Copy each of the following records word for word, keeping every line as it appears.

--- BEGIN Available records ---

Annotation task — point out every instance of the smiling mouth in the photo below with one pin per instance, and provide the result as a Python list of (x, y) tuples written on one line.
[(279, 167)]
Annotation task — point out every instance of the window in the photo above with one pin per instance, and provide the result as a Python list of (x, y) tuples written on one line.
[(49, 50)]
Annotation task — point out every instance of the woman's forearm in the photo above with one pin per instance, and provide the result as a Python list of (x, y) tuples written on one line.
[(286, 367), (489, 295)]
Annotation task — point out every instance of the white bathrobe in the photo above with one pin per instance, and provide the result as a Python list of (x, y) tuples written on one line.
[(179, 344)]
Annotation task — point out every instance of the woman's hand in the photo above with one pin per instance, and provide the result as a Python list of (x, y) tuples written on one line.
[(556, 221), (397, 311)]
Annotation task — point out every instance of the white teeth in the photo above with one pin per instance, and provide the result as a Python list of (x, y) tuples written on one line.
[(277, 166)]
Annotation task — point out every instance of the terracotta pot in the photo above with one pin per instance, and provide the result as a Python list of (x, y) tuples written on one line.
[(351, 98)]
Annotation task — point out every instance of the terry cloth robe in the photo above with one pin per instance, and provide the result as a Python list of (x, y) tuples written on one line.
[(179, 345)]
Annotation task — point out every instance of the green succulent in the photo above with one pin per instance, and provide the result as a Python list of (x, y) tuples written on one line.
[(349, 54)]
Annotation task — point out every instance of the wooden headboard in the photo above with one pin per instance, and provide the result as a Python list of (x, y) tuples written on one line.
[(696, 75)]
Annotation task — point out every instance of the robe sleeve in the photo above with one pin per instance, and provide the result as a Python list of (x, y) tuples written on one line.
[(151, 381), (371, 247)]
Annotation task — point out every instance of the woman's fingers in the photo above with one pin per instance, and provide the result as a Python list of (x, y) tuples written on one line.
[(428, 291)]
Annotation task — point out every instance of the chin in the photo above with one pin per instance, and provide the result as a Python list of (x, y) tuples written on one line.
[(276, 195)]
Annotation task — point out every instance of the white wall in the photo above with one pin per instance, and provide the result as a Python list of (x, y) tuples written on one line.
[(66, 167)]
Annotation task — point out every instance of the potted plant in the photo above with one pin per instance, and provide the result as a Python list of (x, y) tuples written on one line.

--- END Available records ---

**The reply**
Annotation task — point out every instance of the smiling mouth in the photo below with one pin per instance, and provide the result as a Python list of (x, y) tuples written on one line.
[(279, 167)]
Annotation task — point out every instance of the window in the photo above with one pin per instance, and provide the result as a Python list of (x, y) tuples written on one line.
[(49, 50)]
Annotation task — point out every instance of the woman's forearm in the photo above with one pin per instance, and provide the result as a Python list of (x, y) tuples written on one line.
[(286, 367), (489, 295)]
Annotation task — point out every instance of the white bathrobe in the photo above with one pin per instance, and provide the result as a Python list of (x, y) tuples written on one line.
[(179, 344)]
Annotation task — point out every instance of the woman's hand in the photo above with one pin per instance, and provide the result as a Python list of (x, y) tuples written on one line.
[(556, 221), (397, 311)]
Annotation task — point out every instance of the white teeth in the photo above with one pin per instance, and provide the result as a Python list of (x, y) tuples written on one line.
[(277, 166)]
Annotation task — point out every instance of the terracotta pot in the photo above with one pin per instance, and provide the result as a Python list of (x, y) tuples written on one line.
[(351, 98)]
Annotation task — point out every instance of the terry cloth robe in the photo above with one pin per instance, and provide the result as a Python list of (x, y) tuples written on one line.
[(179, 345)]
Annotation task — point out every instance of the green succulent in the photo above with one pin per instance, and provide the result as a Python list of (x, y) tuples written on one line.
[(349, 54)]
Annotation task — point out every instance of the wooden headboard in the photo above with one pin per instance, and provide the result as a Python list of (x, y) tuples written on one line.
[(696, 75)]
Annotation task — point out every instance of the robe sleeve in the photo above with one pin per instance, and provide the result as a Python list of (x, y) tuples written on one line.
[(151, 381), (371, 247)]
Annotation task — point out every instance of the woman's fingers in the photo above with one pin per instance, and provide the result as a Python list of (x, y) tuples written on one line.
[(428, 291)]
Annotation task — point out every instance of the chin in the photo above with one pin per instance, and provide the result as a Python list of (x, y) tuples written on one line.
[(276, 195)]
Annotation task — point out every instance of the white wall in the photo above with one pin per instance, and provide the result as a Python list of (x, y) tuples written on one line.
[(66, 167)]
Annotation task — point out every instance of the potted plant in the photo above with one pin per instance, and provide the result as a Python list of (x, y) tuples written on one line.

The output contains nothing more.